● TO-DO LIST
1. Please write out the passage of the Medill subpoena article starting with "Though the university" and going on through "to its aid.".
2. Resume the article on the Medill subpoena fight from its final sentence, adding the next part.

● EXTRACT PROVIDED
Though the university turned over a fraction of the students’ materials — including recordings of eye witness interviews — it is fighting the subpoena to turn over notes and materials relating to the class itself, including students’ grades. Some of the same newspapers that ran stories about the Medill Innocence Project’s work are now coming to its aid.
A coalition of media organizations — The New York Times, The Washington Post, the Chicago Tribune, the Chicago Sun-Times, Hearst Corp., Associated Press and CBS Broadcasting and The Reporters Committee for Freedom of the Press — jumped into action and filed a friend-of-the-court brief in the case. Student press advocates including Student Press Law Center and the Society of Professional Journalists also filed a brief.
The news organizations refute the prosecutorial argument that Medill students and their professor were not professional journalists and that student work is therefore not protected by an Illinois law that protects journalists from subpoenas. The brief argues that the language of the Illinois Reporter’s Privilege Act is sufficiently broad to encompass journalistic student work and that mainstream media organizations routinely use the work of students.
“Virtually every news organization, large and small, offers an internship or part-time employment program for student journalists,” the media brief read. Denying students coverage under the law could deter new sources from speaking, cause news outlets to shoulder undue costs to fight subpoenas, discourage reporting on court cases and cause newsrooms to clean out potentially valuable files in order to protect information from disclosure, attorneys said.
Prosecutors also claim that the request is proper and relevant to the retrial of the case — ostensibly to show student bias and poke holes in their new evidence — because the students were acting as an investigative arm of the defense team.

● SUPPLIED MATERIAL

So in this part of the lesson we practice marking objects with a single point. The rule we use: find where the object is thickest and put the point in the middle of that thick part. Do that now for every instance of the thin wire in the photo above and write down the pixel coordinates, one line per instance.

● ANSWERS TO THE EXERCISE
1.
Though the university turned over a fraction of the students’ materials — including recordings of eye witness interviews — it is fighting the subpoena to turn over notes and materials relating to the class itself, including students’ grades. Some of the same newspapers that ran stories about the Medill Innocence Project’s work are now coming to its aid.

2.
“It’s not true,” Protess said. “If we were an arm of the defense team we would be acting at the instructions of the defense instead of providing information to both sides after the investigations were completed.”
Protess noted that the Medill Innocence Project has frequently cooperated with requests from both prosecutors and defense attorneys to testify about something it has already made public, but objects to the requests for newsgathering materials and private student information — requests he says the project has not previously encountered.
Students who are performing similar functions as professional investigative journalists should receive the same legal protections, said Stephen J. A. Ward, a journalism ethics professor at the University of Wisconsin-Madison.
“There is [professional] advocacy journalism that pushes for social reform and investigating abuses, and in all those cases we don’t say those people aren’t subject to shield laws,” Ward said. “The students who are doing these projects are learning to operate under the normal rules that will apply when they leave journalism school.”
Although the instances in which student journalists are forced to invoke the reporter’s privilege are not common, Illinois in general has applied its reporter’s privilege broadly and included unsalaried journalists, like freelancers.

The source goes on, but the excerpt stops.